- [Fragen zum Material]:
1/ Beantworte diese Fragen zum Text über das Referendum in Katalonien:
(a) In welcher Stadt kam die Regionalregierung zusammen?
(b) Wie viele Wahlberechtigte gab es laut Regierung?
(c) Wie viel Prozent der Teilnehmenden stimmten für eine Abspaltung?
2/ Übersetze aus dem Text über das Referendum in Katalonien diesen Satz ins Englische: „Von diesen hätten sich 90 Prozent für eine Abspaltung der wirtschaftsstarken Region ausgesprochen.“
3/ Gib einen Teil des Textes über das Referendum in Katalonien wortgetreu aus: Fang bei den Worten „Am Tag nach“ an und hör nach „die Unabhängigkeit führen.“ auf.

- [Textabschnitt]:
Am Tag nach dem von Polizeigewalt überschatteten Unabhängigkeitsreferendum in Katalonien hat der Chef der Regionalregierung, Carles Puigdemont, mit seinen Verbündeten das weitere Vorgehen beraten. Die Regierung kam in Barcelona hinter verschlossenen Türen zusammen. Am Sonntagabend hatte sie mitgeteilt, 2,26 Millionen der 5,3 Millionen Wahlberechtigten hätten an der Abstimmung teilgenommen, also rund 42 Prozent. Von diesen hätten sich 90 Prozent für eine Abspaltung der wirtschaftsstarken Region ausgesprochen. Nach den Worten von Puigdemont hat Katalonien damit „das Recht gewonnen“, einen eigenen Staat zu gründen. Innerhalb der nächsten Tage will er es durchsetzen und seine Region in die Unabhängigkeit führen.

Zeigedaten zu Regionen
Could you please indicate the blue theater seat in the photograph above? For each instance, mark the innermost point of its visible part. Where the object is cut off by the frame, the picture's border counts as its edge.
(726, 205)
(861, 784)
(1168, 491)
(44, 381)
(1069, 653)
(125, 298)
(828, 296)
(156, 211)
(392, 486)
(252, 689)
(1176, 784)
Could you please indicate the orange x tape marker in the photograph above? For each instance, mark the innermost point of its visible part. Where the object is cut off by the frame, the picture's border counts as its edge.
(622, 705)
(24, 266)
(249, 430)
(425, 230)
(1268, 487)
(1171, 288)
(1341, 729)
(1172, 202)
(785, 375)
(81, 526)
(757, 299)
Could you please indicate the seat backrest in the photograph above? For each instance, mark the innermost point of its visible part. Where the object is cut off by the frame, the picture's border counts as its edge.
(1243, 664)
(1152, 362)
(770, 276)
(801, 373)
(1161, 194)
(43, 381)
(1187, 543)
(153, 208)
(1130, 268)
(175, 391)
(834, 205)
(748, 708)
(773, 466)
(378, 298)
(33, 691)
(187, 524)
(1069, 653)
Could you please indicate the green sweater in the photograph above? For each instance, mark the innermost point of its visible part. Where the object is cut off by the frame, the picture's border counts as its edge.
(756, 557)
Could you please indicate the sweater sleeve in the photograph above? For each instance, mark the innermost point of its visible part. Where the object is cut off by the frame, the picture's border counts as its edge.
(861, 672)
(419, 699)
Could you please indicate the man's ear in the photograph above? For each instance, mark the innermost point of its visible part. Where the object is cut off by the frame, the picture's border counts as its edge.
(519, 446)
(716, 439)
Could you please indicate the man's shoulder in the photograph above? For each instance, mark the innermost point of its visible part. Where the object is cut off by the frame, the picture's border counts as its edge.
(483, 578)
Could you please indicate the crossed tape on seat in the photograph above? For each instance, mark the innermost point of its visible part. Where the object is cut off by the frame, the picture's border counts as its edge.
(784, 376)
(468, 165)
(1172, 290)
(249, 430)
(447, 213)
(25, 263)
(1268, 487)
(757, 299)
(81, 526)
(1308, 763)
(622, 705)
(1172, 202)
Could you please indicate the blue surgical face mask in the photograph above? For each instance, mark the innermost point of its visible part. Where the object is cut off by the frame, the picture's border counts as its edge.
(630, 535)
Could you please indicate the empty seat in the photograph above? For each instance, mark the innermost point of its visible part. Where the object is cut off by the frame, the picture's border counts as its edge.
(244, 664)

- [Antworten der Reihe]:
1/
(a) In Barcelona.
(b) 5,3 Millionen.
(c) 90 Prozent.

2/ Of these, 90 percent had come out in favor of the economically strong region breaking away.

3/
Am Tag nach dem von Polizeigewalt überschatteten Unabhängigkeitsreferendum in Katalonien hat der Chef der Regionalregierung, Carles Puigdemont, mit seinen Verbündeten das weitere Vorgehen beraten. Die Regierung kam in Barcelona hinter verschlossenen Türen zusammen. Am Sonntagabend hatte sie mitgeteilt, 2,26 Millionen der 5,3 Millionen Wahlberechtigten hätten an der Abstimmung teilgenommen, also rund 42 Prozent. Von diesen hätten sich 90 Prozent für eine Abspaltung der wirtschaftsstarken Region ausgesprochen. Nach den Worten von Puigdemont hat Katalonien damit „das Recht gewonnen“, einen eigenen Staat zu gründen. Innerhalb der nächsten Tage will er es durchsetzen und seine Region in die Unabhängigkeit führen.